Records supplied
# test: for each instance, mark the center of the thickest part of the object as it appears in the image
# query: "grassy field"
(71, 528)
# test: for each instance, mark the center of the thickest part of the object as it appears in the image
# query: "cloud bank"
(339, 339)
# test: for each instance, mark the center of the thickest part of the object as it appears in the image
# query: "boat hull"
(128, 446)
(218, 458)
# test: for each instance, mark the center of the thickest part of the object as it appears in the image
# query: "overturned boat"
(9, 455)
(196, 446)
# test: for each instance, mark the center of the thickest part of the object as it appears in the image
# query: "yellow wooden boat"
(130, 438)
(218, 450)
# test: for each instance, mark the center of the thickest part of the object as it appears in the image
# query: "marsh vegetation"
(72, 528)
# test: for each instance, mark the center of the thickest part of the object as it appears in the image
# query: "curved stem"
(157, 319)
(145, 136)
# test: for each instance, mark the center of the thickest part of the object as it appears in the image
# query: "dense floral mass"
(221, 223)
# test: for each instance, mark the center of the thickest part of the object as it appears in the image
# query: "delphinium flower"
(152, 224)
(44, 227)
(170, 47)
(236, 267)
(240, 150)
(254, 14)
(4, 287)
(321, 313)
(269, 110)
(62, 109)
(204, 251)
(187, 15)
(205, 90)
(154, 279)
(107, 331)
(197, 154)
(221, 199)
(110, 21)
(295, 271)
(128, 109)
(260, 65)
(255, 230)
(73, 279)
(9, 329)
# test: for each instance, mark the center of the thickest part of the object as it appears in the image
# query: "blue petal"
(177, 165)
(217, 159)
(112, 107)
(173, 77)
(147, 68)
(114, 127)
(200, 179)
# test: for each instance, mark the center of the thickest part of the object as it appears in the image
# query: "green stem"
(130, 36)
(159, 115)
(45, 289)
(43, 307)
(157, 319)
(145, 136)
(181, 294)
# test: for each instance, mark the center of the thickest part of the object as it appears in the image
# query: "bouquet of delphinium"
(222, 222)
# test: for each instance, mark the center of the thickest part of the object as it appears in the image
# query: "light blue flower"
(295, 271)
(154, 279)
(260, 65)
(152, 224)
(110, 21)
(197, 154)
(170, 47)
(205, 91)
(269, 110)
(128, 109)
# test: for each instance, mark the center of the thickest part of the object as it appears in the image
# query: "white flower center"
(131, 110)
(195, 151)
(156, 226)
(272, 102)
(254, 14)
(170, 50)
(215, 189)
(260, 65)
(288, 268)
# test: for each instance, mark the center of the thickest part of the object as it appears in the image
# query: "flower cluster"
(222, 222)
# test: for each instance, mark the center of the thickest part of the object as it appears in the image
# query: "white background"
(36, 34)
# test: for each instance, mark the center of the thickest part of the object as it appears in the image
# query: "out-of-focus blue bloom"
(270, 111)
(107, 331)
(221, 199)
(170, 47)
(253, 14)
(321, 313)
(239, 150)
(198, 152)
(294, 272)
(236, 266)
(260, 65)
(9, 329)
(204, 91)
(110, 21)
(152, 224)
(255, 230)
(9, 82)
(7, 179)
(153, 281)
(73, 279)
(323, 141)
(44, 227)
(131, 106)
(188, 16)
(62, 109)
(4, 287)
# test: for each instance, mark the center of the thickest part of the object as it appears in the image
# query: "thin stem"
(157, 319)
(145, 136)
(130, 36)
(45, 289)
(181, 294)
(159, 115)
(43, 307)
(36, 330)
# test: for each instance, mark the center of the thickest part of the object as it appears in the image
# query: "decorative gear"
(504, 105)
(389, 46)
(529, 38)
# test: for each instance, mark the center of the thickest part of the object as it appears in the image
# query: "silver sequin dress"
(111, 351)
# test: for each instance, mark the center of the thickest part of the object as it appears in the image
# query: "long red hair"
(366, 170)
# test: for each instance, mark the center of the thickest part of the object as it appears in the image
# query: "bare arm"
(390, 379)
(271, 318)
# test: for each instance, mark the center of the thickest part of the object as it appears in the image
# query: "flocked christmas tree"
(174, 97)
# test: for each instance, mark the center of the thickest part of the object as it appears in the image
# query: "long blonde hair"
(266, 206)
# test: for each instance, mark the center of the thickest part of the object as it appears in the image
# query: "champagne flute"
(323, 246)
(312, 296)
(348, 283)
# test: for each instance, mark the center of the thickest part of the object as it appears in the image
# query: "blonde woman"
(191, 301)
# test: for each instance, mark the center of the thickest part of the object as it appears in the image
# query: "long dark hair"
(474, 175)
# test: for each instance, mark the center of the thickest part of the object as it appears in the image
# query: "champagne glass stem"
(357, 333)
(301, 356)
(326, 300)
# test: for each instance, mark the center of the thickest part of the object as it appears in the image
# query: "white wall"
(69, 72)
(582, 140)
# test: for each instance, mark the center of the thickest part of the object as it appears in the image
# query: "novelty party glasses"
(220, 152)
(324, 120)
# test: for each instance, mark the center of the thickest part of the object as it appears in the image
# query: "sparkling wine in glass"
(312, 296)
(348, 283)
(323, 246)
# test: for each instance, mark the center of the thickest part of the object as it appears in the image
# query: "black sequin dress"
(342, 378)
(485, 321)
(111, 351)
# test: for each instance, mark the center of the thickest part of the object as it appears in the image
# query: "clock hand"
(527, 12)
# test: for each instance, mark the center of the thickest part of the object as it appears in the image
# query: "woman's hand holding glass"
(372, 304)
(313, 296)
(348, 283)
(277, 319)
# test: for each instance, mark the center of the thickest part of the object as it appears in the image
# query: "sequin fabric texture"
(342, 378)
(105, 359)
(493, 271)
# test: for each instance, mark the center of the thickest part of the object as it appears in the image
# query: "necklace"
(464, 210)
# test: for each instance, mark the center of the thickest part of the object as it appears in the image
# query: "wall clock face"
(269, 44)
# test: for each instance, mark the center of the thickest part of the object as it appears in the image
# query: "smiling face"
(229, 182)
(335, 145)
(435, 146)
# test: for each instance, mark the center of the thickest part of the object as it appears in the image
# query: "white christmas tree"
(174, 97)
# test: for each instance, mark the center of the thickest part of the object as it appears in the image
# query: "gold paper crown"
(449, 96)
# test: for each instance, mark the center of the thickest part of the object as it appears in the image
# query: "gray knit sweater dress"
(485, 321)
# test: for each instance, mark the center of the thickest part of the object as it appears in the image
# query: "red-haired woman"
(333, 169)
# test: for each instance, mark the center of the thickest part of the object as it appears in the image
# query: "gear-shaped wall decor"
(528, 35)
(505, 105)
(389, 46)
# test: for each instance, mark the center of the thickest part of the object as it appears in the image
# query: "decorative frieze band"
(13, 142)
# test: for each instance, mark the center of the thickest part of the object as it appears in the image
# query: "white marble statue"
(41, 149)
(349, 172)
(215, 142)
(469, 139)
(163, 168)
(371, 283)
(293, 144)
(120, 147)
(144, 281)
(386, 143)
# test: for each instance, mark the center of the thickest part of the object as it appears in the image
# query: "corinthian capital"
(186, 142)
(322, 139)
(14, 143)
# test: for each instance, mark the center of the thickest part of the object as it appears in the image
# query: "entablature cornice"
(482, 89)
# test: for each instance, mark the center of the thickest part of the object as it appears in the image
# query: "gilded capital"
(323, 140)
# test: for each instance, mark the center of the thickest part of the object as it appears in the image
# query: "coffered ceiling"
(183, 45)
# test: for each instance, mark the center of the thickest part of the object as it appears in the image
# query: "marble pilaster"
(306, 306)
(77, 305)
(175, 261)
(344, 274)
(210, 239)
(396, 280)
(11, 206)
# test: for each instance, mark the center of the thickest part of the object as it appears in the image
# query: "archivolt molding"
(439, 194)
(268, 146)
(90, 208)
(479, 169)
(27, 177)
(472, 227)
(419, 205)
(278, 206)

Your objective
Your response must repeat the entries above exactly, in full.

Task solution
# test: for each instance, mark the center of the thickest part of the object as it appears in the image
# query: "grassy field"
(71, 528)
# test: for each instance, mark the center of the thickest part of the object as it appears in the image
# query: "cloud bank"
(339, 339)
# test: for each instance, mark the center of the thickest part of the object as it appears in the image
# query: "boat hull"
(128, 446)
(218, 458)
# test: for each instance, mark the center of the thickest part of the object as it appears in the image
# query: "overturned boat"
(9, 455)
(196, 446)
# test: for each instance, mark the center of the thickest part of the object as it appears in the image
# query: "yellow wooden boat"
(130, 438)
(218, 450)
# test: for each instance, mark the center of the thickest part of the object as it appears in the image
# query: "marsh vegetation"
(72, 528)
# test: for each instance, mark the center of the thickest part of the object as it appears in the image
# query: "curved stem"
(157, 319)
(145, 136)
# test: for each instance, mark the center of the thickest part of the object as it appears in the image
# query: "dense floral mass"
(221, 223)
# test: for each instance, mark the center of the thickest part of the object as it appears in the image
# query: "delphinium flower"
(152, 224)
(44, 227)
(170, 47)
(236, 267)
(240, 150)
(254, 14)
(4, 287)
(321, 313)
(269, 110)
(62, 109)
(204, 251)
(187, 15)
(205, 90)
(154, 279)
(107, 331)
(197, 154)
(221, 199)
(110, 21)
(295, 271)
(128, 109)
(260, 65)
(255, 230)
(73, 279)
(9, 329)
# test: for each instance, mark the center of the thickest part of the object as it appears in the image
# query: "blue petal"
(177, 165)
(217, 159)
(112, 107)
(173, 77)
(147, 68)
(114, 127)
(200, 179)
# test: for each instance, mark the center of the thickest part of the object as it appears in the image
# query: "green stem"
(130, 36)
(159, 115)
(45, 289)
(43, 307)
(157, 319)
(145, 136)
(181, 294)
# test: for each instance, mark the center of the thickest part of the object as it appears in the image
# query: "bouquet of delphinium"
(222, 222)
# test: for each instance, mark the center of the thickest part of the object as it appears in the image
# query: "light blue flower"
(295, 271)
(154, 279)
(260, 65)
(152, 224)
(110, 21)
(197, 154)
(170, 47)
(205, 91)
(269, 110)
(128, 109)
# test: for each instance, mark the center of the thickest part of the object as it appears in the image
# query: "white flower center"
(131, 110)
(195, 151)
(156, 226)
(272, 102)
(254, 14)
(170, 50)
(215, 189)
(260, 65)
(288, 268)
# test: for each instance, mark the center of the thickest part of the object as it appears in the image
# query: "flower cluster"
(222, 222)
# test: for each instance, mark the center of the thickest part of the object as it appears in the image
# query: "white background"
(36, 34)
# test: for each instance, mark the center of the thickest part of the object as it appears in the image
# query: "out-of-focus blue bloom"
(270, 111)
(107, 331)
(221, 199)
(170, 47)
(253, 14)
(321, 313)
(239, 150)
(198, 152)
(294, 272)
(236, 266)
(260, 65)
(9, 329)
(204, 91)
(110, 21)
(152, 224)
(255, 230)
(9, 82)
(7, 179)
(153, 281)
(73, 279)
(323, 141)
(44, 227)
(131, 106)
(188, 16)
(62, 109)
(4, 287)
# test: for each instance, mark the center of the thickest part of the object as it appears in the image
# query: "thin stem"
(157, 319)
(145, 136)
(130, 36)
(45, 289)
(181, 294)
(159, 115)
(43, 307)
(36, 330)
# test: for each instance, mark the center of the thickest part of the object as it appears in the image
# query: "decorative gear"
(504, 105)
(389, 46)
(529, 38)
# test: for each instance, mark the center of the thickest part of the object as it appears in the image
# query: "silver sequin dress"
(111, 351)
# test: for each instance, mark the center of the thickest part of the object as it appears in the image
# query: "long red hair"
(366, 170)
# test: for each instance, mark the center of the thickest part of the object as it appears in the image
# query: "bare arm"
(390, 379)
(271, 318)
# test: for each instance, mark the center of the thickest part of the object as it appears in the image
# query: "flocked christmas tree"
(174, 97)
# test: for each instance, mark the center of the thickest part of the object as it appears in the image
# query: "long blonde hair"
(266, 206)
# test: for each instance, mark the center of the thickest part of the object as it appears in the image
# query: "champagne flute"
(323, 246)
(312, 296)
(348, 283)
# test: for each instance, mark the center of the thickest part of the object as it appears in the image
# query: "blonde woman"
(191, 301)
# test: for each instance, mark the center of the thickest part of the object as it appears in the image
# query: "long dark hair"
(474, 175)
# test: for each instance, mark the center of the thickest part of the object as it appears in the image
# query: "champagne glass stem"
(357, 333)
(301, 356)
(326, 300)
# test: for each instance, mark the center of the thickest part of the object as it appears in the image
# query: "white wall"
(69, 72)
(582, 140)
# test: for each instance, mark the center of the thickest part of the object as it appears in the image
# query: "novelty party glasses"
(220, 152)
(324, 120)
# test: for each instance, mark the center of the thickest part of the object as it appears in the image
# query: "sparkling wine in glass"
(312, 296)
(348, 283)
(323, 246)
# test: for each instance, mark the center of the thickest part of the object as it appears in the image
# query: "black sequin dress"
(342, 378)
(485, 321)
(111, 351)
# test: for each instance, mark the center of the thickest part of the object as it appears in the image
# query: "clock hand"
(527, 12)
# test: for each instance, mark the center of the thickest part of the object as it appears in the image
# query: "woman's hand holding glass"
(372, 304)
(313, 296)
(348, 283)
(277, 319)
# test: for each instance, mark the center of the thickest part of the object as it appears in the image
# query: "sequin fabric texture"
(342, 378)
(105, 359)
(493, 271)
# test: for each instance, mark the center of the thickest part of the object as it appears in the image
# query: "necklace"
(464, 210)
# test: for each instance, mark the center of the thickest part of the object as it appears in the image
# query: "wall clock face"
(269, 44)
# test: for each instance, mark the center of the thickest part of the object as it appears in the image
# query: "smiling face"
(229, 182)
(335, 145)
(435, 146)
# test: for each instance, mark the center of the thickest part of the object as it appears in the image
# query: "white christmas tree"
(174, 97)
# test: for each instance, mark the center of the thickest part of the object as it appears in the image
# query: "gold paper crown"
(449, 96)
# test: for each instance, mark the center of the thickest part of the object as it appears in the image
# query: "gray knit sweater dress"
(485, 321)
# test: for each instance, mark the center of the thickest part of the object as it appears in the image
# query: "red-haired woman"
(333, 169)
# test: for each instance, mark the center of the thickest part of the object as it appears in the image
# query: "gear-shaped wall decor"
(528, 35)
(505, 105)
(389, 46)
# test: for each instance, mark the center of the thickest part of the object as it appears in the image
# query: "decorative frieze band"
(13, 142)
# test: for each instance, mark the center of the thickest part of the object as it appears in the image
# query: "white marble statue"
(41, 149)
(349, 172)
(215, 142)
(469, 139)
(163, 168)
(371, 283)
(293, 144)
(120, 147)
(144, 281)
(386, 143)
# test: for each instance, mark the center of the thickest part of the object as it appears in the image
# query: "corinthian capital"
(186, 142)
(322, 139)
(14, 143)
# test: for each instance, mark the center of the thickest part of the object as it appears in the image
# query: "entablature cornice"
(482, 89)
# test: for each instance, mark the center of the thickest part of the object as it appears in the image
# query: "gilded capital"
(323, 140)
# test: for each instance, mark the center of the thickest part of the object as it appears in the image
# query: "coffered ceiling"
(183, 45)
# test: for each instance, mark the center of the thickest part of the object as it appears in the image
# query: "marble pilaster"
(306, 306)
(77, 305)
(175, 261)
(344, 274)
(210, 239)
(396, 280)
(11, 206)
# test: for each instance, mark the center of the thickest part of the object as it appears in the image
# query: "archivolt molding"
(439, 194)
(268, 146)
(90, 208)
(479, 169)
(27, 177)
(472, 227)
(419, 205)
(278, 206)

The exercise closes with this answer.